| Selected text |
Pico Iyer 

Damaraland, Namibia: where ‘each day lasts 100 hours’

Pico Iyer’s biggest holiday challenge used to be ‘filling the days till they burst’. But nine days in the desert of Namibia with nothing much to do was a liberating experience
  
  

Sunset in Etosha national park, northern Namibia.
Big country … sunset in Etosha national park, northern Namibia. Photograph: Paranyu Pithayarungsarit/Getty Images

I walked out into the desert just as the sun was beginning to show above the mountains. I’d been advised not to step out of my bungalow in north-west Namibia while it was dark: there were lion tracks only a few steps away. But now a spotted eagle owl was flapping out of the bushes and beating its broad white wings across the dry emptiness in front of me, and the world was reborn and golden.

A guide at the lodge, Johan, had offered to take me on a walk across the red-dirt silence, and as we set off in the early light, he pointed out rhino tracks in the dust, and a path laid out by a mountain zebra. “Try not to step close to a rock,” he said – the landscape was nothing but rock – “there could be a horned adder underneath it.”

Namibia map

This wasn’t music to the ears of someone who has phobic dreams about serpents even of the non-venomous kind. Namibia was, in fact, proving a challenge on every front to a decidedly urban creature who generally finds his delight amid the late-night commotion and cosmopolitan excitements of Havana or Beirut. A landscape of wild pigs and a Skeleton Coast had never held much appeal for me.

But I’d been invited to give a talk in the southern African wilderness and the price of admission, I’d been told, was nine days of rattling across the desert. And as Johan led me through the stillness, gauging the wind with his fingers, pointing out black desert rhinos where I saw only rocks. I realised it wasn’t just all I was seeing that was opening me out, but also all that I couldn’t see or do.

| Source material |
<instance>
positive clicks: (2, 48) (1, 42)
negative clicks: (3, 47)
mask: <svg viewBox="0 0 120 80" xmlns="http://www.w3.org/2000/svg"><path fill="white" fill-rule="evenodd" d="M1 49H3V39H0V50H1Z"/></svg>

| Apply what you read |
#1 In the Namibia travel piece, what did Johan warn could be hiding under a rock?
#2 Quote the Namibia travel piece word for word, starting with "I walked out" and going on through "reborn and golden.".

| Problem solutions |
#1 A horned adder.

#2
I walked out into the desert just as the sun was beginning to show above the mountains. I’d been advised not to step out of my bungalow in north-west Namibia while it was dark: there were lion tracks only a few steps away. But now a spotted eagle owl was flapping out of the bushes and beating its broad white wings across the dry emptiness in front of me, and the world was reborn and golden.